+++ Material provided +++

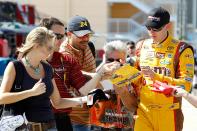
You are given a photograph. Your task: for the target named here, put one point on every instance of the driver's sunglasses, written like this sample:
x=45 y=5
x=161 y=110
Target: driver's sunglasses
x=83 y=37
x=154 y=29
x=59 y=36
x=112 y=60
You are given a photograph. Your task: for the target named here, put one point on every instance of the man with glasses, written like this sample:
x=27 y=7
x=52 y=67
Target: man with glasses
x=78 y=34
x=164 y=59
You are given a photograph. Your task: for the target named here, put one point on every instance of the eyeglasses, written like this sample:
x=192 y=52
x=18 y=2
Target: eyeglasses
x=83 y=37
x=154 y=29
x=132 y=47
x=49 y=48
x=112 y=60
x=59 y=36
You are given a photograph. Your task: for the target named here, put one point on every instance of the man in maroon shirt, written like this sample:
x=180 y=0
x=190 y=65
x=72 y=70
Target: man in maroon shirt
x=67 y=73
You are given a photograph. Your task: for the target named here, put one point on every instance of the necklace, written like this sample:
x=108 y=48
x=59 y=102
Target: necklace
x=35 y=69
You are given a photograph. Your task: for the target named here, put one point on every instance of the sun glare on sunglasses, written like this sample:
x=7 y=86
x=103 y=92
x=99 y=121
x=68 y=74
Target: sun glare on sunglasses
x=112 y=60
x=154 y=29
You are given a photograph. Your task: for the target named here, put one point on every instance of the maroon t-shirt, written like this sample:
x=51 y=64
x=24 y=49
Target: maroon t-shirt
x=68 y=71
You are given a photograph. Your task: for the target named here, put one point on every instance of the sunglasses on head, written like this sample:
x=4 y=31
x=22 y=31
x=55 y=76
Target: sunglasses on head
x=112 y=60
x=59 y=36
x=154 y=29
x=84 y=36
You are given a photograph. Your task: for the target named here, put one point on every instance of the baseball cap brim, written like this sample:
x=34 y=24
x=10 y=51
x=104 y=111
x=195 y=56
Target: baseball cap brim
x=82 y=32
x=153 y=24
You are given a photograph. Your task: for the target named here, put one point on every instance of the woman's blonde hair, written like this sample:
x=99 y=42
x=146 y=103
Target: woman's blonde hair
x=40 y=36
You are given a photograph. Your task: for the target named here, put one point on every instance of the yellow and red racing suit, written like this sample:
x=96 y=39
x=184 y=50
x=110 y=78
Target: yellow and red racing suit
x=157 y=112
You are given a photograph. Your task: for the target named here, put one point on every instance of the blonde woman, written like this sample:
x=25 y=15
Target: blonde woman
x=39 y=89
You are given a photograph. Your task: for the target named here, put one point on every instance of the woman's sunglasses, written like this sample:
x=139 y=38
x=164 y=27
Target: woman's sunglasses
x=59 y=36
x=154 y=29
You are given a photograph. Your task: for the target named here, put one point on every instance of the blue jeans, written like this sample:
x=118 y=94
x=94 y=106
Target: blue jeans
x=80 y=127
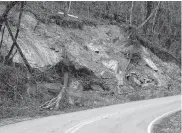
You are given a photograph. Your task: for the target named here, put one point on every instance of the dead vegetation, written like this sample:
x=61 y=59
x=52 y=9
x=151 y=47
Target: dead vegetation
x=20 y=93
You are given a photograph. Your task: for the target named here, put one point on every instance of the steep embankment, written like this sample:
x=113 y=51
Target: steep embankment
x=104 y=51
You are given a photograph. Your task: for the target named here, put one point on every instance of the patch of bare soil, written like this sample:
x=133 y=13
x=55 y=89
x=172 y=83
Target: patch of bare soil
x=171 y=124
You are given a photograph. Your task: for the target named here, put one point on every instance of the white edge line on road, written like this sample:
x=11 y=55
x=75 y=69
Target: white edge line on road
x=77 y=127
x=149 y=129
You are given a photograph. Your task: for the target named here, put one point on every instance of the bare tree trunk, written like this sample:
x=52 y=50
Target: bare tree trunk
x=2 y=37
x=18 y=28
x=63 y=95
x=131 y=12
x=18 y=48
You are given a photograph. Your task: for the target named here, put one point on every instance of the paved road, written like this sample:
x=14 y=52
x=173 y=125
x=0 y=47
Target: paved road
x=122 y=118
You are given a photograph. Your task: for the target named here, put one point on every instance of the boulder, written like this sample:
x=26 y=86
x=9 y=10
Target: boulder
x=111 y=64
x=75 y=86
x=96 y=88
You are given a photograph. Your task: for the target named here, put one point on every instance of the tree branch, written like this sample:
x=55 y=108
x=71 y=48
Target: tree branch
x=149 y=17
x=18 y=47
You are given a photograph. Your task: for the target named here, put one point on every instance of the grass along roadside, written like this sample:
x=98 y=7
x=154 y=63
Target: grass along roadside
x=170 y=124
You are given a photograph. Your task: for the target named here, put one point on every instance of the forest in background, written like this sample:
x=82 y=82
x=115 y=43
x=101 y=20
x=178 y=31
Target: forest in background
x=156 y=25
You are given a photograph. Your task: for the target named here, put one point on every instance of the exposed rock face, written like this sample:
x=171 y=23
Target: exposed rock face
x=92 y=48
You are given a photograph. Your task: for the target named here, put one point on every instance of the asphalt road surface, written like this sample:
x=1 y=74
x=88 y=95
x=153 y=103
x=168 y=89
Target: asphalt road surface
x=131 y=117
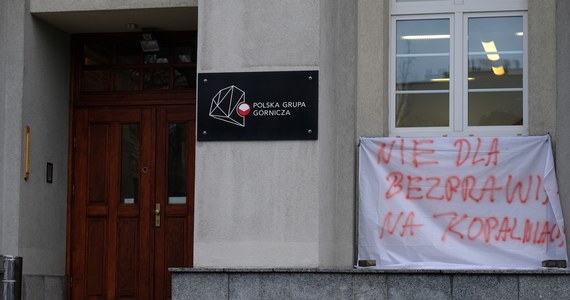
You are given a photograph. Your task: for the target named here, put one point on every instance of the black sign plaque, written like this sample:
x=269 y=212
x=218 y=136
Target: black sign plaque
x=258 y=106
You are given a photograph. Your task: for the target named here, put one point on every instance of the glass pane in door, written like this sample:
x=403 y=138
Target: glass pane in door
x=496 y=71
x=130 y=151
x=177 y=163
x=422 y=73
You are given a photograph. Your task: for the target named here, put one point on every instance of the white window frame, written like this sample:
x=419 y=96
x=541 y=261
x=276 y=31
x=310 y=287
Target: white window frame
x=458 y=12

+++

• _Instructions to follow_: Please change "boulder" to "large rock" in everything from the line containing "of the bare" down to the line containing "x=131 y=117", and give back only those lines with nothing else altered.

• _Task solution_:
You are given a photograph. Your task: for the target named here, put one point on every instance of the bare tree trunk, written like this sample:
x=52 y=50
Target: bare tree trunk
x=2 y=37
x=18 y=28
x=63 y=95
x=131 y=12
x=18 y=48
You are given a photograph. Your task: for the target named here, put one point on every instance of the paved road, written like this sample:
x=14 y=52
x=173 y=125
x=0 y=47
Target: paved road
x=122 y=118
You are given a photograph. Your task: for the target named here, put one point on every instance of the large rock, written like this sample:
x=26 y=86
x=9 y=10
Target: large rock
x=111 y=64
x=75 y=86
x=96 y=88
You are given a photograph. Your task: for the target named here, put one point on every instance of the tree branch, written like this sample:
x=55 y=108
x=71 y=48
Target: tree branch
x=149 y=17
x=18 y=47
You are given a photograph. Your task: for the target named here, put one point on every instance of the grass along roadside, written like this sample:
x=98 y=7
x=154 y=63
Target: grass along roadside
x=170 y=124
You are given a photograph. Your task: for the target named here, put one point on every instance of the forest in background, written like this sample:
x=82 y=82
x=115 y=43
x=101 y=20
x=178 y=31
Target: forest in background
x=156 y=25
You are given a photograph. Your task: for the target named here, put one point on every instance of the exposed rock face, written like this sample:
x=171 y=23
Target: exposed rock face
x=92 y=48
You are given a photograph. Your task: for the target named here, put one point on every instance of the asphalt road surface, written like this sample:
x=1 y=74
x=88 y=95
x=153 y=103
x=168 y=89
Target: asphalt road surface
x=131 y=117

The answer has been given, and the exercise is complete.